Listed records:
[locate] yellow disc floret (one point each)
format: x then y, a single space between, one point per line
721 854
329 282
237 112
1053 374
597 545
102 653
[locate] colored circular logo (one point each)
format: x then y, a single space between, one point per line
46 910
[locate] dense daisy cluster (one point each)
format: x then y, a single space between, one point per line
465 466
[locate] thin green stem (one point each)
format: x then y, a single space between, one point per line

The problem: When the material above is given again, every line must match it exactly.

Reply:
[locate] yellow disc floret (one point each)
format: x then y, a single space between, one point per line
721 854
329 282
237 112
1053 374
597 545
102 653
[locate] colored circular logo (one point each)
format: x then y, a single space between, one point per line
46 910
[locate] dense daisy cluster (one point each)
format: x then y, a single space between, one point per line
465 466
[locate] thin green stem (one point each)
format: x then y, a single space between, one point per line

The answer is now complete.